--- Task details ---
Print the lines of the material below again without changes, from the line containing "Put a marker on each instance of the wildflower" through the line containing "[(502, 95)]", both included.

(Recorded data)

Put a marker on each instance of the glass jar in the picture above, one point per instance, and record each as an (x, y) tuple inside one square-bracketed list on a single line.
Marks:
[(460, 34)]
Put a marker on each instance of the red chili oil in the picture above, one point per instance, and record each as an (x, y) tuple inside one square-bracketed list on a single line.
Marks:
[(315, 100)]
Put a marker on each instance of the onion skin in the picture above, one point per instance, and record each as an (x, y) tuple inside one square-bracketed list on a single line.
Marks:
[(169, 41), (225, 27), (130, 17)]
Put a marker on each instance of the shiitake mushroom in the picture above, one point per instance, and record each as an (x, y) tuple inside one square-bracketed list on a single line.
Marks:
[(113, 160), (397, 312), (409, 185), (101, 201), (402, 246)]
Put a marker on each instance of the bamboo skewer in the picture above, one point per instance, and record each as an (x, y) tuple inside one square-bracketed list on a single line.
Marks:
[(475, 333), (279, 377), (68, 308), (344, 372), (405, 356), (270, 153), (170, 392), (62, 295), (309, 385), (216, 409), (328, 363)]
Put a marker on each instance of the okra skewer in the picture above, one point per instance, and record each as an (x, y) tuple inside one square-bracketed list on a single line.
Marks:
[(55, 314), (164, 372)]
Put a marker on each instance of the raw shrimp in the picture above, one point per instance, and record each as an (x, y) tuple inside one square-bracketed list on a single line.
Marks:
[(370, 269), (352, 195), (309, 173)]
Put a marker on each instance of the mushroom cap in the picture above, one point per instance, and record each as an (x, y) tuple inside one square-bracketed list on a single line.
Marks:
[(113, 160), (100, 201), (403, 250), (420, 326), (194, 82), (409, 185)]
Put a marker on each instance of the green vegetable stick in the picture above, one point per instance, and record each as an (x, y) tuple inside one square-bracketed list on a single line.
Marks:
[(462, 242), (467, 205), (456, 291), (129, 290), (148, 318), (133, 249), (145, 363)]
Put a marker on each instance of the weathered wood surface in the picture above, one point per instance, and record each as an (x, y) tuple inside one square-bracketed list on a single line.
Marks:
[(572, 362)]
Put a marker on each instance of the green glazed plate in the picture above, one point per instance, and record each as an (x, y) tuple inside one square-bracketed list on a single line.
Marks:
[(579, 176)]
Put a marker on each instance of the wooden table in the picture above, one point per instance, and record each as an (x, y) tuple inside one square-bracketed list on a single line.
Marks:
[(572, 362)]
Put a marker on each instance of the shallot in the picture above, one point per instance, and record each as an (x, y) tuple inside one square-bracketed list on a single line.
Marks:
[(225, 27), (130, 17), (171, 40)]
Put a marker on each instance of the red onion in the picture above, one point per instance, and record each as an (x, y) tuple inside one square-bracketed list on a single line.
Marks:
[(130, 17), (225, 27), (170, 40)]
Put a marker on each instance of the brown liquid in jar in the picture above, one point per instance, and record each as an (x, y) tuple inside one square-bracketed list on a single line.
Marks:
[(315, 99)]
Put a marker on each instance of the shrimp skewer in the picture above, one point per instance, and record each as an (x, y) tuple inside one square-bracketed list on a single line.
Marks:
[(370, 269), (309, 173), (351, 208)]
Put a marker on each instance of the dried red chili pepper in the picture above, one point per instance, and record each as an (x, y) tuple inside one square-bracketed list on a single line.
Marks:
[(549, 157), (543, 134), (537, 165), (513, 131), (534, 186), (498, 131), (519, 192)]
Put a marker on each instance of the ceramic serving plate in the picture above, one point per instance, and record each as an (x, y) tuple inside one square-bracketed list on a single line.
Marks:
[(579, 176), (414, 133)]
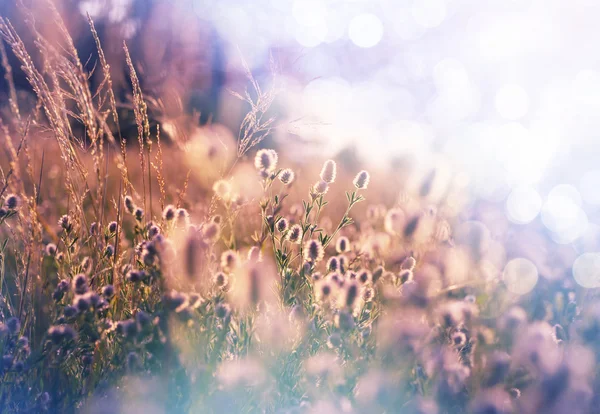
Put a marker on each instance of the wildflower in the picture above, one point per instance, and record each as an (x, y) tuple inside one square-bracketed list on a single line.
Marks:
[(361, 181), (282, 225), (70, 311), (12, 201), (377, 273), (296, 314), (343, 261), (183, 217), (350, 296), (194, 300), (294, 235), (109, 251), (328, 172), (342, 245), (169, 213), (313, 251), (405, 276), (408, 263), (80, 284), (211, 231), (82, 303), (266, 160), (220, 279), (86, 265), (334, 340), (323, 290), (458, 339), (108, 291), (138, 214), (254, 254), (222, 189), (23, 342), (320, 188), (65, 223), (129, 205), (7, 362), (134, 363), (411, 226), (368, 294), (287, 176), (333, 264), (153, 231), (14, 325), (222, 310), (50, 249)]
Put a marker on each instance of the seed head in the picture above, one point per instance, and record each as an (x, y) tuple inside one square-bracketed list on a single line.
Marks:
[(282, 225), (361, 181), (328, 172), (129, 205), (342, 245), (220, 279), (364, 276), (183, 217), (82, 303), (86, 265), (294, 235), (109, 251), (287, 176), (80, 284), (12, 201), (405, 275), (408, 263), (320, 188), (333, 264), (266, 160), (313, 251), (65, 223), (222, 189), (169, 213), (211, 231), (222, 310), (108, 291), (254, 254), (229, 260), (50, 249), (14, 325), (138, 213)]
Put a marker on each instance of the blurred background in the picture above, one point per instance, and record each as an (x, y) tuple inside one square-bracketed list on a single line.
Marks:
[(502, 95)]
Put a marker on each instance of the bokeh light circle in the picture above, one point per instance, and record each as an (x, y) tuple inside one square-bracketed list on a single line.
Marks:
[(589, 186), (520, 276), (365, 30), (523, 205), (512, 102), (586, 270)]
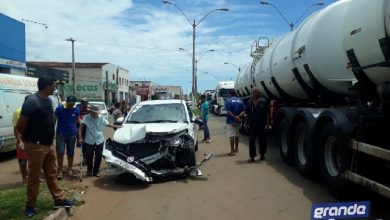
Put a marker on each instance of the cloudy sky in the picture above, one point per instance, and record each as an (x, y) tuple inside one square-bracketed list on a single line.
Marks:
[(144, 36)]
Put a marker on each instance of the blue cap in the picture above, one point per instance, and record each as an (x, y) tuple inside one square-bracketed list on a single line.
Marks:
[(71, 99)]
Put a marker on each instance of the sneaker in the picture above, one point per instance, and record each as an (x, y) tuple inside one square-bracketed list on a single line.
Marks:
[(70, 173), (262, 157), (29, 211), (64, 203)]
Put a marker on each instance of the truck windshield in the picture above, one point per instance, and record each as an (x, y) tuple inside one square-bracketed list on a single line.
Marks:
[(224, 92)]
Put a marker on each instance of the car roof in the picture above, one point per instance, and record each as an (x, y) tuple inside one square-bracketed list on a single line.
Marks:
[(156, 102)]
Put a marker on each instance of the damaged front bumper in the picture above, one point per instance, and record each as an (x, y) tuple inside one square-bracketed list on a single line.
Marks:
[(141, 170)]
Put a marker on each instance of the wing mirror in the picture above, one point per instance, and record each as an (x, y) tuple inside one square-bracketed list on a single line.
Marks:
[(119, 121), (197, 120)]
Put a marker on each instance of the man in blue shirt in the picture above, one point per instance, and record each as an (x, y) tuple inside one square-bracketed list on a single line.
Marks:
[(235, 109), (68, 118), (94, 139), (204, 113)]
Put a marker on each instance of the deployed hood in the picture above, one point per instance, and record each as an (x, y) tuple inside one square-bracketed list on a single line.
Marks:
[(135, 132)]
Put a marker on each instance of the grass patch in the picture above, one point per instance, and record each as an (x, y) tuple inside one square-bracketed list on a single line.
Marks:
[(12, 201), (196, 112)]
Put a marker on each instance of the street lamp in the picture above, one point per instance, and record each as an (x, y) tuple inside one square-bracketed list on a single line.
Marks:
[(238, 68), (291, 24), (73, 66), (196, 64), (194, 24)]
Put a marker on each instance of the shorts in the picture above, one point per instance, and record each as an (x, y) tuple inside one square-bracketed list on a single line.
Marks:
[(69, 141), (21, 154), (233, 130), (22, 162)]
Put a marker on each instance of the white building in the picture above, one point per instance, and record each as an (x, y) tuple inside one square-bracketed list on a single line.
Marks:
[(95, 81), (123, 83)]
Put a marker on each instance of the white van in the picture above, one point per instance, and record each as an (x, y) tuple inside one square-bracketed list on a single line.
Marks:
[(13, 90)]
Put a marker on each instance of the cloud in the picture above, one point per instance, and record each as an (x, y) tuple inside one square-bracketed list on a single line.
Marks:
[(141, 36)]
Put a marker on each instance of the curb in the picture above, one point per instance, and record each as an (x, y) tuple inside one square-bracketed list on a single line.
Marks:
[(61, 214)]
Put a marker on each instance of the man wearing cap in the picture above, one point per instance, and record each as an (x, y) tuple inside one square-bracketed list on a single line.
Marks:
[(94, 139), (68, 118), (36, 125), (256, 111), (84, 110)]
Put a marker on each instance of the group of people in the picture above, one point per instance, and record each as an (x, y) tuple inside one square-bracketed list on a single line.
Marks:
[(255, 113), (35, 130)]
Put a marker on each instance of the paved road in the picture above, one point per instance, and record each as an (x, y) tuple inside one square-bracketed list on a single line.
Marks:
[(229, 189)]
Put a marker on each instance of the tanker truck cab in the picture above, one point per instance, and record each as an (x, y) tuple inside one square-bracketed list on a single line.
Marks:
[(13, 90)]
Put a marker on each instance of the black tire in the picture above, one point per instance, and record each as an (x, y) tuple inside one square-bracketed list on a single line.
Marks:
[(305, 154), (286, 150), (334, 158)]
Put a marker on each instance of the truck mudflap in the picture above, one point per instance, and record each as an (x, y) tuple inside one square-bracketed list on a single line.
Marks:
[(143, 172)]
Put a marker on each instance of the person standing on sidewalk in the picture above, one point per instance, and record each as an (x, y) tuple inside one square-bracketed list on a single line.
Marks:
[(94, 139), (68, 118), (84, 110), (257, 118), (36, 124), (204, 114), (20, 153), (235, 109)]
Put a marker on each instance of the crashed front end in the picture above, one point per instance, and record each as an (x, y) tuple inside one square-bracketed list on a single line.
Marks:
[(162, 154)]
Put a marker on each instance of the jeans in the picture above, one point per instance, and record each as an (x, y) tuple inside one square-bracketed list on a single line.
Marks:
[(206, 131), (41, 157), (63, 141), (261, 135), (93, 152)]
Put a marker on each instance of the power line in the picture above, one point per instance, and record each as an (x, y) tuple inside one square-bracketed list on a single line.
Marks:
[(35, 22)]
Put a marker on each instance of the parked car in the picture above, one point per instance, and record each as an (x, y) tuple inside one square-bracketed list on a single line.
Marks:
[(158, 139)]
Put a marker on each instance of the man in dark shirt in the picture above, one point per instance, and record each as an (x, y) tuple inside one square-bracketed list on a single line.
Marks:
[(84, 110), (256, 111), (36, 124), (235, 109), (68, 118)]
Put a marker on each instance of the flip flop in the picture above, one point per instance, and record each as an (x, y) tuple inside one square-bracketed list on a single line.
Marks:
[(251, 160)]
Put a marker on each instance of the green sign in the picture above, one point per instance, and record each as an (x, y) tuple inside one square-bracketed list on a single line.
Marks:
[(112, 86)]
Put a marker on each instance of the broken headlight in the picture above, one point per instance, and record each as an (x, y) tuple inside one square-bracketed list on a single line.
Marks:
[(176, 141)]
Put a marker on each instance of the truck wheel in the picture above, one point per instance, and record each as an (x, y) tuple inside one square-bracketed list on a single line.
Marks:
[(334, 158), (285, 148), (305, 155)]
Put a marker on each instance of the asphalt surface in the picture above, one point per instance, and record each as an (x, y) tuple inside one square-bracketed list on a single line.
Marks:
[(230, 188)]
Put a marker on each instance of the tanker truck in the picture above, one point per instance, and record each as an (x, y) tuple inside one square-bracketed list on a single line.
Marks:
[(328, 82)]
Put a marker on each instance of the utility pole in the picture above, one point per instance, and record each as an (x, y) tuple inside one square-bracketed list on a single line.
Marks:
[(106, 93), (73, 66)]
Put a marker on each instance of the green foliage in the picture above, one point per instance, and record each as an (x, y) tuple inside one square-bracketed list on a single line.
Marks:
[(196, 112), (13, 203)]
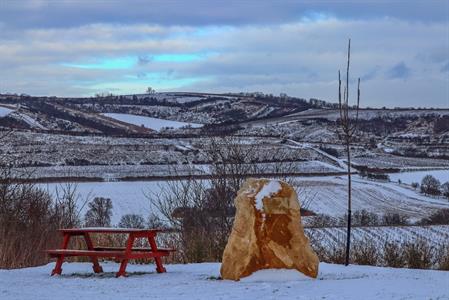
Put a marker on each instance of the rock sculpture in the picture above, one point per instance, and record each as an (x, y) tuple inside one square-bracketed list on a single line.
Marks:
[(267, 232)]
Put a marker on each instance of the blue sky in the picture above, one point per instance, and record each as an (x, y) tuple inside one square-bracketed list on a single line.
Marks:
[(80, 48)]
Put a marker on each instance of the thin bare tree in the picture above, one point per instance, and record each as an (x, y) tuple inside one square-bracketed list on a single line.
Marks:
[(347, 130)]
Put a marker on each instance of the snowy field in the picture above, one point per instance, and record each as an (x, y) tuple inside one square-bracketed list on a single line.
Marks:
[(417, 176), (435, 235), (197, 281), (4, 111), (324, 194), (148, 122)]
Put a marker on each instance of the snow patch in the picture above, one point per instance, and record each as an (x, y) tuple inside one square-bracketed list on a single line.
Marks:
[(272, 187), (4, 111), (151, 123)]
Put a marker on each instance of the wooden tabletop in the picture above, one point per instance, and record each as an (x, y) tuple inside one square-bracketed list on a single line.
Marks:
[(107, 230)]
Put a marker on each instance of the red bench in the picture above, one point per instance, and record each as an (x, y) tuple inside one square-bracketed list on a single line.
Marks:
[(124, 254)]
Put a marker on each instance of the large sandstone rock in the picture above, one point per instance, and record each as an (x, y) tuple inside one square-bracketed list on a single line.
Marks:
[(267, 232)]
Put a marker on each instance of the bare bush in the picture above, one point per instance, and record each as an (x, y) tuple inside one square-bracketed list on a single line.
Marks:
[(365, 252), (392, 219), (442, 257), (99, 213), (418, 254), (132, 221), (445, 189), (202, 211), (430, 185), (439, 217), (322, 220), (392, 255), (29, 220)]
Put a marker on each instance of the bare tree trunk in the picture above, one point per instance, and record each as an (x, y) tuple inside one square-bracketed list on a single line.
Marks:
[(348, 233), (348, 128)]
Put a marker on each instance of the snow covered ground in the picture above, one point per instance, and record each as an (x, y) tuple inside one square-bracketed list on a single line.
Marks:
[(4, 111), (324, 194), (198, 281), (151, 123), (417, 176)]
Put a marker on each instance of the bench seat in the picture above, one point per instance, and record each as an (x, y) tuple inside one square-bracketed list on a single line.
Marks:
[(135, 254)]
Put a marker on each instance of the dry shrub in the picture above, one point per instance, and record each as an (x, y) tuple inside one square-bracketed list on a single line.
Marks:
[(442, 257), (418, 254), (365, 252), (392, 255), (29, 220), (336, 254)]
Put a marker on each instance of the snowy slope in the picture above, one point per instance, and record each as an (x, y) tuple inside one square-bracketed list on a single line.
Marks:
[(325, 195), (148, 122), (4, 111), (197, 281)]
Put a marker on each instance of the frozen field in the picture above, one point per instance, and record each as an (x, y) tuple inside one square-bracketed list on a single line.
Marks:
[(148, 122), (435, 235), (326, 195), (417, 176), (197, 281), (4, 111)]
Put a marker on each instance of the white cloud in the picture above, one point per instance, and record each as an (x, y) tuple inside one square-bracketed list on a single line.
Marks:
[(300, 58)]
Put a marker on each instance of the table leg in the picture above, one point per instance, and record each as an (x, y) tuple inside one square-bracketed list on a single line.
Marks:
[(124, 263), (159, 267), (58, 267), (90, 246)]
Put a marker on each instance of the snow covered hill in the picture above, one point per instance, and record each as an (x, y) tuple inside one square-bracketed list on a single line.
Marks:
[(199, 281)]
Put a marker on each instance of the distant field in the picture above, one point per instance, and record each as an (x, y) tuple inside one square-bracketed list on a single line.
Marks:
[(324, 194), (434, 235), (148, 122)]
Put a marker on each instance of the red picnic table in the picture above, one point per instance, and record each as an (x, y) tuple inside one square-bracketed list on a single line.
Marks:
[(124, 254)]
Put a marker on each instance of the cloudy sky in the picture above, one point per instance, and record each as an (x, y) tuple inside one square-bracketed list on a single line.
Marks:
[(400, 49)]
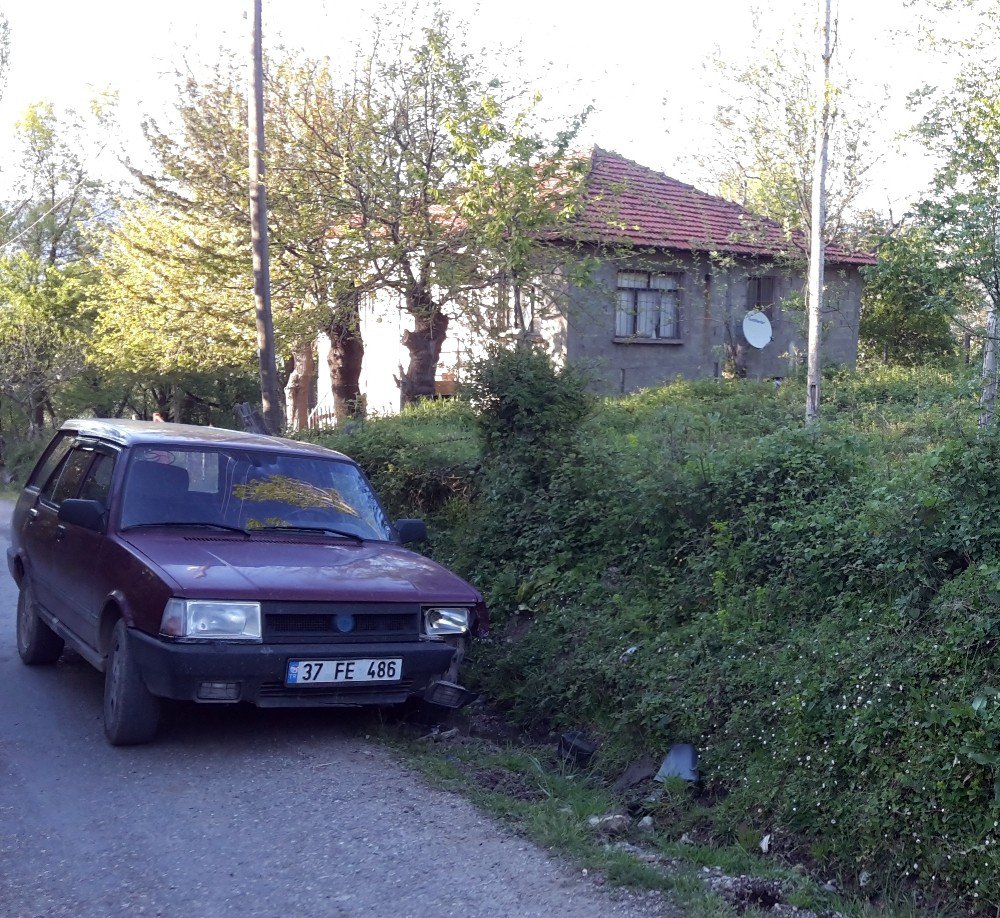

--- Task output ---
Put a marker on each instance of the wildflower in the picture above, one point per instance, and record each as an (x, y) tuple inside one square-bracketed list on a single line.
Marks:
[(361, 181), (282, 225), (70, 311), (12, 201), (377, 273), (296, 314), (343, 261), (183, 217), (350, 296), (194, 300), (294, 235), (109, 251), (328, 172), (342, 245), (169, 213), (313, 251), (405, 276), (408, 263), (80, 284), (211, 231), (82, 303), (266, 160), (220, 279), (86, 265), (334, 340), (323, 290), (458, 339), (108, 291), (138, 214), (254, 254), (222, 189), (23, 342), (320, 188), (65, 223), (129, 205), (7, 362), (134, 363), (411, 226), (368, 294), (287, 176), (333, 264), (153, 231), (14, 325), (222, 310), (50, 249)]
Put a marker on each instance of the seed head in the picture above, one point per instance, and record each as an (x, y) tuple inside one square-bracketed list on a single line.
Marks:
[(282, 225), (361, 181), (328, 172), (129, 205), (342, 245), (220, 279), (364, 276), (183, 217), (82, 303), (86, 265), (294, 235), (109, 251), (287, 176), (80, 284), (12, 201), (405, 275), (408, 263), (320, 188), (333, 264), (266, 160), (313, 251), (65, 223), (222, 189), (169, 213), (211, 231), (222, 310), (108, 291), (254, 254), (229, 260), (50, 249), (14, 325), (138, 213)]
Put a marker on each instance of the blurred background in the picture above, one point per instance, and record each as an (x, y) tuple inside one square-bracketed list on a single line.
Marks:
[(502, 95)]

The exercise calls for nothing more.